Challenge A >> Copy the stretch of the records from the line that contains "of the double" through the end of the records, keeping every line unchanged.

Passage given >>
================
Published using Google Docs
Syllabus: Machine Learning for Language Understanding (S'22, LING-UA 52, MLLU, Bowman)
Updated automatically every 5 minutes

Machine Learning for Language Understanding

LING-UA 52 - DS-UA 203

Sam Bowman

Assistant Professor of Linguistics, Data Science, and Computer Science

Spring 2022

Building computational models that can understand human language has long been a goal for researchers in computational linguistics and in the area of artificial intelligence called natural language processing. Many of the biggest successes in research toward this goal have relied on machine learning: a family of methods that allow computers to learn to reproduce some human behavior by example, rather than by explicit programming. This course covers widely-used machine learning methods for language understanding—with a special focus on machine learning methods based on artificial neural networks—and culminates in a substantial final project in which students write an original research paper in AI or computational linguistics.

If you take this class, you’ll be exposed only to a fraction of the many approaches that researchers have used to teach language to computers. However, you’ll get training and practice with all the research skills that you’ll need to explore the field further on your own. This includes not only the skills to design and build computational models, but also to design responsible experiments to test those models, to write and present your results, and to read and evaluate results from the scientific literature.

Basic Logistics

Format

Lecture: Available on Brightspace, released Monday afternoon/evening

Lab Session:  Tuesdays 3:30–4:45p, BOBS LL138

Optional Live Discussion: Wednesdays 2–3p, GCASL 383

The main lecture content will take the form of a prerecorded video each week, in the flipped classroom style. The normal class time will be used for semi-structured discussions of course content and readings. The lab session, led by the TAs, will introduce concrete skills and tools that you'll use in your assignments and project.

All lab sessions and live discussion sessions will be recorded, but to participate actively, you’ll have to attend in person. Participating in live discussion within these sessions is an easy way to earn the required participation credit, but you can also earn this credit through online discussion, and you are not required to attend any specific live sessions.

Prerequisites

Note on alternative courses: This course covers largely the same material as the graduate-level DS-GA 1012. Other than that, it should overlap only very slightly with other NYU courses on computational linguistics and natural language processing. Students interested in a survey of methods in language technology should consider enrolling in both this course and the topics course Natural Language Processing, which is occasionally offered through Computer Science. These two courses may be taken in either order.

Registration

You may register through either course code (LING-UA or DS-UA)—both course codes correspond to exactly the same course. If you see open space in either course code but you’re being blocked from registering for any reason, contact the relevant department directly. This course is open to students in any NYU school or program. Only department administrators can edit student enrollment, and you do not need instructor permission if you’re confident that you meet the prerequisites: For registration questions, please reach out to departments directly rather than to me.
================
Items >>
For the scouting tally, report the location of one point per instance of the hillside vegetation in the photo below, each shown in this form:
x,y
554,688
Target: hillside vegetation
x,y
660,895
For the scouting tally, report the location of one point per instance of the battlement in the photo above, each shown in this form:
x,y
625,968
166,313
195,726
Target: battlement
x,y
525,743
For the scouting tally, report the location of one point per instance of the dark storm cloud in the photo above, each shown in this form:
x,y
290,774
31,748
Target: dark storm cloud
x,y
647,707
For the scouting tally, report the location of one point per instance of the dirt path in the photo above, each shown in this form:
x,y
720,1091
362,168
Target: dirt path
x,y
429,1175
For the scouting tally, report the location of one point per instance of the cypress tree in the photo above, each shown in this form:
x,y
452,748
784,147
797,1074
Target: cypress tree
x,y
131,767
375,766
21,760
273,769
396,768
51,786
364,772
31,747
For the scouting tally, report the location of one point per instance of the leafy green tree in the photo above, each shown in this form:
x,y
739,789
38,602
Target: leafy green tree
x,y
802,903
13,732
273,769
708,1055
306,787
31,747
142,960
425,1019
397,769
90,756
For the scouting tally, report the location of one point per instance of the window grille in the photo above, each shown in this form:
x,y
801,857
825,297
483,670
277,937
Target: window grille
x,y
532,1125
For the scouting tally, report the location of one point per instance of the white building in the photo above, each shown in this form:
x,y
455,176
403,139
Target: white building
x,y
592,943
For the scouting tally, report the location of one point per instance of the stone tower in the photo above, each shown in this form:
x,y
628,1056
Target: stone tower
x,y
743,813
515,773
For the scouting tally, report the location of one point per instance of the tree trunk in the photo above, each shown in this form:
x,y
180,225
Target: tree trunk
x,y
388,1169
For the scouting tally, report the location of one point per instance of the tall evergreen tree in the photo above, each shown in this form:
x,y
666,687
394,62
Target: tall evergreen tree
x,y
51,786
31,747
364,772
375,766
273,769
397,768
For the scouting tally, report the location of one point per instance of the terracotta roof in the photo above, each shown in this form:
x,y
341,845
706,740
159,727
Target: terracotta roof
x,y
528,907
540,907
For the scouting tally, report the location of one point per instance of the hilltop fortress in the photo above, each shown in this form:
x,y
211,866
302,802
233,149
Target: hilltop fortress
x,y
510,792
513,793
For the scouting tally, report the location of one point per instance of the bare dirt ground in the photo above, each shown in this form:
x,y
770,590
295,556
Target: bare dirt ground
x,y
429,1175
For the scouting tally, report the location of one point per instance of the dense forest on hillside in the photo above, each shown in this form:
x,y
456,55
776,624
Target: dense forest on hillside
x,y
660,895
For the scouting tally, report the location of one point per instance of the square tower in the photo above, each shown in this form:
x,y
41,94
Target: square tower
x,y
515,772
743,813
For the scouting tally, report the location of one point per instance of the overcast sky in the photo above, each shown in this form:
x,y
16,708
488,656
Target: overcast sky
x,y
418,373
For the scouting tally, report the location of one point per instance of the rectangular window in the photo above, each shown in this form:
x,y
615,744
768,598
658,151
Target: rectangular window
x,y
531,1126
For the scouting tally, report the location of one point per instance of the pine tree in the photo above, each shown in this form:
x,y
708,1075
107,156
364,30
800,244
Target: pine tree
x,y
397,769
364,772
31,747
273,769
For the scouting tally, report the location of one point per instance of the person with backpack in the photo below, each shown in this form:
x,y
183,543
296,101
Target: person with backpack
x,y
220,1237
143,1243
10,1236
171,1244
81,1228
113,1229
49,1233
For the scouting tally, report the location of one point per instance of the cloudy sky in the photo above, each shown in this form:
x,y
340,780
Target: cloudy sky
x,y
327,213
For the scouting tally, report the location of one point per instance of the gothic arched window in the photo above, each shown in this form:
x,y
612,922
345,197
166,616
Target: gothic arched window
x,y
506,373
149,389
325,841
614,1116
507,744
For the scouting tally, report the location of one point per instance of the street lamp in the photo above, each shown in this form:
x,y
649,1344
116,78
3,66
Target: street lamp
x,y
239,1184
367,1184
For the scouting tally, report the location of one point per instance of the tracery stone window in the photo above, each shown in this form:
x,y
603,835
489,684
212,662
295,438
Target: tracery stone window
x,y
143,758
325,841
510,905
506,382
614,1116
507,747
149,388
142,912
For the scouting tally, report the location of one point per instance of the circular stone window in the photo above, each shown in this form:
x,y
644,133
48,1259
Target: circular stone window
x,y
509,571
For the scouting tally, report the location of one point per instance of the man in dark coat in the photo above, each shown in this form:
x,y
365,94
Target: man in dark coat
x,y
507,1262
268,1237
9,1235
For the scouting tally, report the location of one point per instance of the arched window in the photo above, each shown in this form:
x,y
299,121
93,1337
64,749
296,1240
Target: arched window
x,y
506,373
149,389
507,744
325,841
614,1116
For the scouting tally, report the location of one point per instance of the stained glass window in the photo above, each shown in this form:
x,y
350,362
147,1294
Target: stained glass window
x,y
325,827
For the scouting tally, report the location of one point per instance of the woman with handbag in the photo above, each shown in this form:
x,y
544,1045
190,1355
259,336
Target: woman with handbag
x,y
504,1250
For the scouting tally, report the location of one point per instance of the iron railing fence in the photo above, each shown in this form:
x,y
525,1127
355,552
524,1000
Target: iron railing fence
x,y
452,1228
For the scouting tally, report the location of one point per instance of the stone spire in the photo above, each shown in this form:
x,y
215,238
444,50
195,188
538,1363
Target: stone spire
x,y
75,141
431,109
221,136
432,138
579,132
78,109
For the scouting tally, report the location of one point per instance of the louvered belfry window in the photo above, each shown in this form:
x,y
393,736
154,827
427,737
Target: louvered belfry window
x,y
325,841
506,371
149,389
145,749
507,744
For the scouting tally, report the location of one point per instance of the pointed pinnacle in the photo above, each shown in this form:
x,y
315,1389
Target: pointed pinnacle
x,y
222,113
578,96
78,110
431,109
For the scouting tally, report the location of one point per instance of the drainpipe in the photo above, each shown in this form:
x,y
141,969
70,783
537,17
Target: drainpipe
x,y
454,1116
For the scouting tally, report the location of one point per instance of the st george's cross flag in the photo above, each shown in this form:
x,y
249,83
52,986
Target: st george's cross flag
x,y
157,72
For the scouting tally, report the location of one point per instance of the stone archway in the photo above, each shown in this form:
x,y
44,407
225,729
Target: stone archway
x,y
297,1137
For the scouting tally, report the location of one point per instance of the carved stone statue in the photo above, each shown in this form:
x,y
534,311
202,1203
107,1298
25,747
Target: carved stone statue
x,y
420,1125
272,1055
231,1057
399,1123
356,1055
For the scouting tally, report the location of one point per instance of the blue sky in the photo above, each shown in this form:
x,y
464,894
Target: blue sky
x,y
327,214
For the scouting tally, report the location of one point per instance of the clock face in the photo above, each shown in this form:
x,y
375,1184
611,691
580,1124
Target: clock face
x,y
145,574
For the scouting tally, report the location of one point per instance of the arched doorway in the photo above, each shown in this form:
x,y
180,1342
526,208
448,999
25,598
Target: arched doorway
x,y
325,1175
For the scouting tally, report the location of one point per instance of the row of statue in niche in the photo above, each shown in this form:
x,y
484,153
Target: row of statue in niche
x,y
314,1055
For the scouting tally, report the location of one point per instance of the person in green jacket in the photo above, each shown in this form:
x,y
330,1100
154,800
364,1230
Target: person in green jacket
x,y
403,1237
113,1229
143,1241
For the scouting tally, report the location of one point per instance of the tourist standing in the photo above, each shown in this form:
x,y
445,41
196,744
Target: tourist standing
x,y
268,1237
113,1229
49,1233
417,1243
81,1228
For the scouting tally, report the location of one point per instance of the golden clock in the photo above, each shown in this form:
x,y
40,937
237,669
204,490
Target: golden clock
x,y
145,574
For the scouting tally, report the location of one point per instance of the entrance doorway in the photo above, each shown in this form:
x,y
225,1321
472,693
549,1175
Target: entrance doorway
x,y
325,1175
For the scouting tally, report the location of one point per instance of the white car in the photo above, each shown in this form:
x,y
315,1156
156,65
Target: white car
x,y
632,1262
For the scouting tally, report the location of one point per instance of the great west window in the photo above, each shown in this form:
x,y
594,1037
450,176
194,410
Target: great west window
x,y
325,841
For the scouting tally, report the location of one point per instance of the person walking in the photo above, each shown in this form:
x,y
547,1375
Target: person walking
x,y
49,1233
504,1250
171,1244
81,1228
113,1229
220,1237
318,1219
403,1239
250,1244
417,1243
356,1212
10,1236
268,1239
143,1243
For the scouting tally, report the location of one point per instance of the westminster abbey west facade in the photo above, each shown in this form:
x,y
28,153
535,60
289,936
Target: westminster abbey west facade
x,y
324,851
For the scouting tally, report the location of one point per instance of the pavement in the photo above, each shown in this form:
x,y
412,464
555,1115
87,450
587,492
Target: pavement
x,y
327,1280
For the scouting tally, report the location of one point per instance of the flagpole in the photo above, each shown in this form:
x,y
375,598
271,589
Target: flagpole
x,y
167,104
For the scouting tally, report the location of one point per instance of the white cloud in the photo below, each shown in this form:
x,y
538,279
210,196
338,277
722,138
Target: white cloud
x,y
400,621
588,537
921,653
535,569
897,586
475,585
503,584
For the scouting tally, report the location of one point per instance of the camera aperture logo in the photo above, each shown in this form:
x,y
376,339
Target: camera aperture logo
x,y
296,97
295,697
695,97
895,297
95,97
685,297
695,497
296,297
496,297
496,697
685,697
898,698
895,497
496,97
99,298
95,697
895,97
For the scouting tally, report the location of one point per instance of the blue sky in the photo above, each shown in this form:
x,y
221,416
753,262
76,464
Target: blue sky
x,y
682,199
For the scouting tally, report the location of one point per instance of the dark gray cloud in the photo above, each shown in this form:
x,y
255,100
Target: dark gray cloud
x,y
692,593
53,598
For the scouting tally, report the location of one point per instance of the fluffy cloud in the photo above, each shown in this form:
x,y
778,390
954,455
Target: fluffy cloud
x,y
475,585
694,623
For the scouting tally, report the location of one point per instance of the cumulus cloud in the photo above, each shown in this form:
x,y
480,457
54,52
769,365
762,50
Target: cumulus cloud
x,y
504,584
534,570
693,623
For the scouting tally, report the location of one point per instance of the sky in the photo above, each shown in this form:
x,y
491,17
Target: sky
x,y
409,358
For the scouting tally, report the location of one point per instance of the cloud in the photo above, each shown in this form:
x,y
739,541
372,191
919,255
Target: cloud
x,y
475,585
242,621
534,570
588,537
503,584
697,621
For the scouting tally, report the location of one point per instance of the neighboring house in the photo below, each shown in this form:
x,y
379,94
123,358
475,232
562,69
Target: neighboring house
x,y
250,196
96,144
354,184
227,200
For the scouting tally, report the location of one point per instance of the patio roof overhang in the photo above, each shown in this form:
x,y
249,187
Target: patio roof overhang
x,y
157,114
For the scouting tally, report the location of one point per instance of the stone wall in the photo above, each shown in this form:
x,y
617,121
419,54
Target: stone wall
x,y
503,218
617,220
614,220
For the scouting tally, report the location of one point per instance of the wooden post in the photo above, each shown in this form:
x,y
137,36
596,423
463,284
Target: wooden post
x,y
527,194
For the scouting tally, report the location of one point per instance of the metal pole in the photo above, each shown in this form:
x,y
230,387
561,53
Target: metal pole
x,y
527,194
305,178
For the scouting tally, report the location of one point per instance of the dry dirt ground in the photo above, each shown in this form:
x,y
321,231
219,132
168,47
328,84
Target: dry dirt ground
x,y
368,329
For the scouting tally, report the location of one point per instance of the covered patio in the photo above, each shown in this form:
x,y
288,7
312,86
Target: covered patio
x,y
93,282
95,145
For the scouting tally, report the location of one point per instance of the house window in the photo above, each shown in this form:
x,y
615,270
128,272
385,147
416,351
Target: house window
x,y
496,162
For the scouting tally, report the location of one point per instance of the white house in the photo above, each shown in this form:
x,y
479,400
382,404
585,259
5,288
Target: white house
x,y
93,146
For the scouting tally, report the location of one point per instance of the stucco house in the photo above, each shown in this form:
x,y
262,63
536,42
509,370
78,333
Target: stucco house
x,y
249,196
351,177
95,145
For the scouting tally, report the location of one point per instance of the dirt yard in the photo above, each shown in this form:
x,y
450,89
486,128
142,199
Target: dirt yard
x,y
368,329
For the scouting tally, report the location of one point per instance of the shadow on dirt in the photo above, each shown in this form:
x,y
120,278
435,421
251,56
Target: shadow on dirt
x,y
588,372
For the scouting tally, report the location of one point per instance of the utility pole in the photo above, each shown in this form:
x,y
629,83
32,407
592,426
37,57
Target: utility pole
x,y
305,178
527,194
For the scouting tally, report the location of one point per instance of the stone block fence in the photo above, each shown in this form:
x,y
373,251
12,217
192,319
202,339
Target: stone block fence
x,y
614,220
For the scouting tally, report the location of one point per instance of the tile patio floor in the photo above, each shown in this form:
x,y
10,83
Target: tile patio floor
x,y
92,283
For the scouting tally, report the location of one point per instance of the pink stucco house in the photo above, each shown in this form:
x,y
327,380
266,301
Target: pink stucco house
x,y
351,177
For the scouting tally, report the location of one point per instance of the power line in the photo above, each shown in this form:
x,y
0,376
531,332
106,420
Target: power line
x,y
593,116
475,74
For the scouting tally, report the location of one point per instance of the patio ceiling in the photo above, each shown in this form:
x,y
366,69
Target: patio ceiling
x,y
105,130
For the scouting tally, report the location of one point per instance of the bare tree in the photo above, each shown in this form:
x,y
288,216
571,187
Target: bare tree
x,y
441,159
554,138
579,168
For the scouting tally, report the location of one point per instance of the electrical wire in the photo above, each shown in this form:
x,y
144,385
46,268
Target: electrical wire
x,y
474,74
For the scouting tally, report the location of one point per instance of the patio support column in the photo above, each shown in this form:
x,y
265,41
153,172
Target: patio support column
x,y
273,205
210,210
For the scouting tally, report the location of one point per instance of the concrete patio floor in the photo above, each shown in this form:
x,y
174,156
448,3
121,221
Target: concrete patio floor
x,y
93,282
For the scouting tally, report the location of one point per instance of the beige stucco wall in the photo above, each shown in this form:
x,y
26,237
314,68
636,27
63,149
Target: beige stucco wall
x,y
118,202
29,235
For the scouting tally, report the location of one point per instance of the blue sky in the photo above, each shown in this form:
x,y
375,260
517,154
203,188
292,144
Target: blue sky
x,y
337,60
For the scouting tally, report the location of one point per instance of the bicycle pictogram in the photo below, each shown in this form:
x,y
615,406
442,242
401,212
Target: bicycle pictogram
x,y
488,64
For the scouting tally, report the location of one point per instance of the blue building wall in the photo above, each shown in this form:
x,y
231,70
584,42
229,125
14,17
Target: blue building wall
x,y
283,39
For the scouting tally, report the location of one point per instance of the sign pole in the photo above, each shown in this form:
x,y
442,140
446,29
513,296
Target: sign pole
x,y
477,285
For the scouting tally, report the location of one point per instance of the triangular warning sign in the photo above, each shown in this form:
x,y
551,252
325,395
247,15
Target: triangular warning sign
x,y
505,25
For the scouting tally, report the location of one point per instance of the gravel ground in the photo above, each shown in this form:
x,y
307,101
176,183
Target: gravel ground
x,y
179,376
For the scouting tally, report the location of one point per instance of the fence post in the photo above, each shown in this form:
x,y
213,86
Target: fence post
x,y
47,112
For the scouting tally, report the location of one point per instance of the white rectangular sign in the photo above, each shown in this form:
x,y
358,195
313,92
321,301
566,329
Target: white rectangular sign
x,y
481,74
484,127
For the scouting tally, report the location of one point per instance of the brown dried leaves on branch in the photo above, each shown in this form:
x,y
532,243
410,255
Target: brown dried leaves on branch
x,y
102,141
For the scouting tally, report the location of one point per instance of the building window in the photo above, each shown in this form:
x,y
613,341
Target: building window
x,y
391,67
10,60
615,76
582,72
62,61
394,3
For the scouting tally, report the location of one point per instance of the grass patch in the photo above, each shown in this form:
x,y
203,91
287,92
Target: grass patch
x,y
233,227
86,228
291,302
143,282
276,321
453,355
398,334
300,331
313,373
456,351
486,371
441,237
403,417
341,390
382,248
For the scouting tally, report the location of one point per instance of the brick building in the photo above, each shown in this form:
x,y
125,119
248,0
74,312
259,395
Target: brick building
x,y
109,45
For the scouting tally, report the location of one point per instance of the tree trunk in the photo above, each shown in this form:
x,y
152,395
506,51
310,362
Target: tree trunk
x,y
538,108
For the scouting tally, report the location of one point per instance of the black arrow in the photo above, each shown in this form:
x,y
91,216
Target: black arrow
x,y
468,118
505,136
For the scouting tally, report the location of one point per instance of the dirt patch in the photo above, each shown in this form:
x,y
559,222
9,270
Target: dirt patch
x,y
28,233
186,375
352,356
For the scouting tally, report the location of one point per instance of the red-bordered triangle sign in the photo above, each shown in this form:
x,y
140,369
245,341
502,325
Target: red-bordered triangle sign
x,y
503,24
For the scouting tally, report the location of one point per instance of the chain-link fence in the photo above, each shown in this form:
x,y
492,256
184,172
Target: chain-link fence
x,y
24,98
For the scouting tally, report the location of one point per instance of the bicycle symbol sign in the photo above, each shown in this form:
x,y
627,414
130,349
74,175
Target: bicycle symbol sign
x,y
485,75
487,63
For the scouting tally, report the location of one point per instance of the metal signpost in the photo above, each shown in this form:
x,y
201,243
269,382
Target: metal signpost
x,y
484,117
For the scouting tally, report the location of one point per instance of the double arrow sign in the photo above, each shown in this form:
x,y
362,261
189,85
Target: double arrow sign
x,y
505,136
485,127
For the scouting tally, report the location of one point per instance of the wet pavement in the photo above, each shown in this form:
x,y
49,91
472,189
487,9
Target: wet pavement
================
Challenge B >> Using the syllabus, mark each statement yes or no and quote the words from the syllabus that settle it. (i) The lab session meets on Tuesdays. (ii) Students who are confident they meet the prerequisites still need instructor permission to register. (iii) Only students in the linguistics department may take the course.

Result A >>
For the scouting tally, report the location of one point per instance of the double arrow sign in the photo above, each shown in this form:
x,y
362,261
189,85
Target: double arrow sign
x,y
505,136
485,127
For the scouting tally, report the location of one point per instance of the wet pavement in the photo above, each shown in this form:
x,y
49,91
472,189
487,9
Target: wet pavement

Result B >>
(i) Yes: "Tuesdays 3:30–4:45p"
(ii) No: "you do not need instructor permission if you’re confident that you meet the prerequisites"
(iii) No: "This course is open to students in any NYU school or program."